§ Records of labeled points
********
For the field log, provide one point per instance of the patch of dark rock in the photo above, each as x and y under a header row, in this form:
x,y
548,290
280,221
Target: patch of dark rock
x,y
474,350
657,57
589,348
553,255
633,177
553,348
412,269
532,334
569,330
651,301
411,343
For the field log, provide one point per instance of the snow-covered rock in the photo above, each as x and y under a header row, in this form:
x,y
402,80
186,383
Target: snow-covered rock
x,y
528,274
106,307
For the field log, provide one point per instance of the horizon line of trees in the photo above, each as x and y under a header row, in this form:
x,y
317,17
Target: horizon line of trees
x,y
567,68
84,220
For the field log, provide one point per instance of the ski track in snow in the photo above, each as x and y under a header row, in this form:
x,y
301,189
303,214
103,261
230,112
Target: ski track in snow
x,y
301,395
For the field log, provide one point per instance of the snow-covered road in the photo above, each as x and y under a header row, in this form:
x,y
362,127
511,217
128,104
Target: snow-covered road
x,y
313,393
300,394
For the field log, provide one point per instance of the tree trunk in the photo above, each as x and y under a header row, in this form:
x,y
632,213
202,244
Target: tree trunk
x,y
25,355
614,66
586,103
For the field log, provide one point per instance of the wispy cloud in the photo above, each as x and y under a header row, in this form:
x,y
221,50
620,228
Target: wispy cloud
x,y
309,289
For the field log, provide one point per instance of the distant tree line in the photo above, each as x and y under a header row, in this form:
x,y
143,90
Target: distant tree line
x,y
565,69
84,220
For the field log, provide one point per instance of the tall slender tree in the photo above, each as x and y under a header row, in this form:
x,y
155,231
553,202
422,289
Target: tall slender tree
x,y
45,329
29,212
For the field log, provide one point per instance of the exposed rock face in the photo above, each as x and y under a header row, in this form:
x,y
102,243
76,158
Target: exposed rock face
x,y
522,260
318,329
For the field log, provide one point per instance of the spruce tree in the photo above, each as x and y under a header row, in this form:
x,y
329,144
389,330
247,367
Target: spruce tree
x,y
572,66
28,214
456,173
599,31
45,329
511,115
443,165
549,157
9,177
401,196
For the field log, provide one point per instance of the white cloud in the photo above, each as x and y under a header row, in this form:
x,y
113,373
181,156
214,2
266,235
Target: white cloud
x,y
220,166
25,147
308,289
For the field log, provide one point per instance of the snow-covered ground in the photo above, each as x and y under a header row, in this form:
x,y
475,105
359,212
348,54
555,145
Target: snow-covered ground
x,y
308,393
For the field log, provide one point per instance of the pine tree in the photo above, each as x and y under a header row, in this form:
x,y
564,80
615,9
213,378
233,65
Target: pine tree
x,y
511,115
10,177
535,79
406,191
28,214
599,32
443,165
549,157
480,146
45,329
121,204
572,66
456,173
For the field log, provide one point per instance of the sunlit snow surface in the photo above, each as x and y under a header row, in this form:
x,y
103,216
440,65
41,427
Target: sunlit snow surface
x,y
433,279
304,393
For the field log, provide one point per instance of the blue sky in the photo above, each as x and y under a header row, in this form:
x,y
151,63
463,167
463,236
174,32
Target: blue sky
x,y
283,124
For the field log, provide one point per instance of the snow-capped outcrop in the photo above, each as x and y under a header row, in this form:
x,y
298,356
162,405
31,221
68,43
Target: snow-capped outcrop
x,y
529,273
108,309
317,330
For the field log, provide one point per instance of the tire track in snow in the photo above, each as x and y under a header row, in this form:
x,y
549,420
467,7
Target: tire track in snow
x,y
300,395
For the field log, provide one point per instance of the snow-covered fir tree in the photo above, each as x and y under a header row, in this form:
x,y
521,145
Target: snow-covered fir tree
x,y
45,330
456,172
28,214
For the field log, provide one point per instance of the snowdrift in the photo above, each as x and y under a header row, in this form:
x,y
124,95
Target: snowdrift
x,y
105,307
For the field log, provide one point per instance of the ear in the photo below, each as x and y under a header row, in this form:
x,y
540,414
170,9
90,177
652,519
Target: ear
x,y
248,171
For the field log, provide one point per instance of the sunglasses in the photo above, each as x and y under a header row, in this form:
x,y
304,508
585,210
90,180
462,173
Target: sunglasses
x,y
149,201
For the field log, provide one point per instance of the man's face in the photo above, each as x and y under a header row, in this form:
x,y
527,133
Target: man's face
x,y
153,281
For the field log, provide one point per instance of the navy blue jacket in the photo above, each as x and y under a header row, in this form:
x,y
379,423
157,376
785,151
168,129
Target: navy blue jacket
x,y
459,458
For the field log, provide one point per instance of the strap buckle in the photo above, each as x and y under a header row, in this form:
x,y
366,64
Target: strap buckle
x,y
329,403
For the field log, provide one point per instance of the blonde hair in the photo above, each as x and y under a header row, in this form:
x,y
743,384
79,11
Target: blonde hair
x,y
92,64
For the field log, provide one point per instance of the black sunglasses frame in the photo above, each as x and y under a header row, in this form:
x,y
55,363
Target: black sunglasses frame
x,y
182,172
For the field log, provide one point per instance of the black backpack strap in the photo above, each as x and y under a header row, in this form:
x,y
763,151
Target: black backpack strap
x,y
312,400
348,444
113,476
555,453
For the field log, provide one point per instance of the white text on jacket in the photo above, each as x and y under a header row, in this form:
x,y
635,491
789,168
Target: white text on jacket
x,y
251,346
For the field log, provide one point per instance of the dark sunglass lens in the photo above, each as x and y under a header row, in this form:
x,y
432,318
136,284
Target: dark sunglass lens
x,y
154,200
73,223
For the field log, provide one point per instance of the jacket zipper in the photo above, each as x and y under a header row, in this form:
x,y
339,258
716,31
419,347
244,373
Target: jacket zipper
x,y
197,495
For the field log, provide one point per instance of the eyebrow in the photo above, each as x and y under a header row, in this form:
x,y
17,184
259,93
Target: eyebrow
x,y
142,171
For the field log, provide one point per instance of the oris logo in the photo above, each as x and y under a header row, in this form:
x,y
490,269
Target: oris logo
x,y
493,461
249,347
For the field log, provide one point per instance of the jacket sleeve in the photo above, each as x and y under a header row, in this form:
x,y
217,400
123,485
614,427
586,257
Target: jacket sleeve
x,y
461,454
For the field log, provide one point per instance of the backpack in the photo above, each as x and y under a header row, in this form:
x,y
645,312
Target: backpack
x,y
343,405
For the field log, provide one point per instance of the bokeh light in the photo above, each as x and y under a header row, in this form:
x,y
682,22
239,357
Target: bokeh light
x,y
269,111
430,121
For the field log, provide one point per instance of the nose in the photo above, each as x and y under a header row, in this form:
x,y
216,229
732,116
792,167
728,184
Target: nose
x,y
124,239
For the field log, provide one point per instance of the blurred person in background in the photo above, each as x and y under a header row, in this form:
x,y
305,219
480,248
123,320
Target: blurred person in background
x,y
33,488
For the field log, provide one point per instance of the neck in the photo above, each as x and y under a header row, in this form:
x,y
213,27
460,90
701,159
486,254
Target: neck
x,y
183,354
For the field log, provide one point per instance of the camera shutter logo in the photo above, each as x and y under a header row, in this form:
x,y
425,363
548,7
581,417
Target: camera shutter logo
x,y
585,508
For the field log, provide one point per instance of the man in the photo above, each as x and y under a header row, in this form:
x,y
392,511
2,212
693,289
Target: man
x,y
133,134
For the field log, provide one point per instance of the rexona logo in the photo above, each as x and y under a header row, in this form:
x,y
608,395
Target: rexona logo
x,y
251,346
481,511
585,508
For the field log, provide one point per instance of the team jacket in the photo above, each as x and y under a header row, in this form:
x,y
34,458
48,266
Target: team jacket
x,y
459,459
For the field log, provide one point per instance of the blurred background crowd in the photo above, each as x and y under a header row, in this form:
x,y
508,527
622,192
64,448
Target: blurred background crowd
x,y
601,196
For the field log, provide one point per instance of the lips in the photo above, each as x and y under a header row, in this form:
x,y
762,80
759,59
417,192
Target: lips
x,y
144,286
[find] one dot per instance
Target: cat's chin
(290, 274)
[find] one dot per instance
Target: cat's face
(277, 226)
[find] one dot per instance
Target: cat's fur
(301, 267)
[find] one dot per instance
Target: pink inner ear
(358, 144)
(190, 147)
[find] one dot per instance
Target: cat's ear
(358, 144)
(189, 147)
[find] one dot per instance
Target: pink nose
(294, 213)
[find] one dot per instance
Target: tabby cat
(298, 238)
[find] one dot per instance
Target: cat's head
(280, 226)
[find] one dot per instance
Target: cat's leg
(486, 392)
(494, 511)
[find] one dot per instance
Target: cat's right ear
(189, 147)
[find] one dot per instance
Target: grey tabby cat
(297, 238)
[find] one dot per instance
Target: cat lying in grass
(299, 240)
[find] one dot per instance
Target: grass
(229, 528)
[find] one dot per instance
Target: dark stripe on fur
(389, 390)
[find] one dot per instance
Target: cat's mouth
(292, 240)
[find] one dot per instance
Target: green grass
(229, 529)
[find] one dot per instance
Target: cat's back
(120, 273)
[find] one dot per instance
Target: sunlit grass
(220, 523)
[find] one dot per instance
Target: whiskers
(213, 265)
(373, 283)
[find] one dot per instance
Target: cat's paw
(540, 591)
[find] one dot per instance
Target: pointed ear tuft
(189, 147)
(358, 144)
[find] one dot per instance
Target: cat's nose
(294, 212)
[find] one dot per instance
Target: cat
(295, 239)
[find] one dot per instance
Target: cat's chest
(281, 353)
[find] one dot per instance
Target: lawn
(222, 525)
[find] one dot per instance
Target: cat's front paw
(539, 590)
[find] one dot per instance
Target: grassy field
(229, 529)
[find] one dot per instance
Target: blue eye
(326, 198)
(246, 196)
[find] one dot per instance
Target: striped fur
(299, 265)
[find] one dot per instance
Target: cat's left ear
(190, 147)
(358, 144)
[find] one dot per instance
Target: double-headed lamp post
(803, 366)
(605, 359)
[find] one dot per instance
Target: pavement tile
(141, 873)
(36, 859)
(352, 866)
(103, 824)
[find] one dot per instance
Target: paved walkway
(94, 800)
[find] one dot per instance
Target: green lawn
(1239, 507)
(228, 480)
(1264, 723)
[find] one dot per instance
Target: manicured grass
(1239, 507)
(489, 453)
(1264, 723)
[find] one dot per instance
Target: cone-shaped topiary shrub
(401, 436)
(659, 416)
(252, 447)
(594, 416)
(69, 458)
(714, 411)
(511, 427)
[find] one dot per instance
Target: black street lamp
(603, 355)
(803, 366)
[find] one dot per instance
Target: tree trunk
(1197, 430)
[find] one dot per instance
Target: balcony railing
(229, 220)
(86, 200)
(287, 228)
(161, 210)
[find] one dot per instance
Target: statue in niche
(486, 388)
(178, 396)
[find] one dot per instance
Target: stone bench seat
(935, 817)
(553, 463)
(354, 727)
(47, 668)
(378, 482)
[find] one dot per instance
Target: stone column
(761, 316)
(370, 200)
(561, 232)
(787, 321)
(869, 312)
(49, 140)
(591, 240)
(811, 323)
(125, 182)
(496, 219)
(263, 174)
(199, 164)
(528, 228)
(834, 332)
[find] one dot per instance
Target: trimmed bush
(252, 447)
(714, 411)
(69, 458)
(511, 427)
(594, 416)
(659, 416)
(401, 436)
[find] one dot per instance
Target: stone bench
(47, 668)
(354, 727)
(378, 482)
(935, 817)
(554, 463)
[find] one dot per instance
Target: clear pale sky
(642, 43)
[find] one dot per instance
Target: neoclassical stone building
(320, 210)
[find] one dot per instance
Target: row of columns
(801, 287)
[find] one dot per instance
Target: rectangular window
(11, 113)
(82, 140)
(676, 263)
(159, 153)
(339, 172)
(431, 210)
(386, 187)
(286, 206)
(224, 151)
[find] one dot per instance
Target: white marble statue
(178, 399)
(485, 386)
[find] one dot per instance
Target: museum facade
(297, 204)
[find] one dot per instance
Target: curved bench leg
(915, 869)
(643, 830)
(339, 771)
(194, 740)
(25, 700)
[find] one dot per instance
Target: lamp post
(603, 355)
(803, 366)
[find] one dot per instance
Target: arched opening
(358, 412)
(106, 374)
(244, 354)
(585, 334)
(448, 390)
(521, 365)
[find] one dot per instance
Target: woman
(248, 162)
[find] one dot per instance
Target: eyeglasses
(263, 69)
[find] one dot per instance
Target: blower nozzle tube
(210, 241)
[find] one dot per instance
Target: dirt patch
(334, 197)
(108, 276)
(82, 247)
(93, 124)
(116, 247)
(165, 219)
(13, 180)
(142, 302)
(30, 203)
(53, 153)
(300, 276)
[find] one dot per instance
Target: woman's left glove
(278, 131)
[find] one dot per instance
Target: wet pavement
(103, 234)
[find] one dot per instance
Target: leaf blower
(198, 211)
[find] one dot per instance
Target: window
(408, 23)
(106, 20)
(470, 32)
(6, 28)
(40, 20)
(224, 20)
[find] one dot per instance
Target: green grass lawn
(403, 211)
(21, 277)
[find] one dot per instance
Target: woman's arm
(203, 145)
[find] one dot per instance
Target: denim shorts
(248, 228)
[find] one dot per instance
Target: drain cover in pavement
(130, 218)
********
§ EXERCISE PROMPT
Filter the listing down to every line containing the string "dark", matching case exactly.

§ THE RESPONSE
For the field log, provide one point per instance of the patch of dark rock in the photo above, each as x and y under a header row, in this form:
Target: patch of dark rock
For the field log, provide one point per instance of the dark sunglass lens in the photo above, each as x and y under a header row, in this form:
Target: dark sunglass lens
Target: dark stripe on fur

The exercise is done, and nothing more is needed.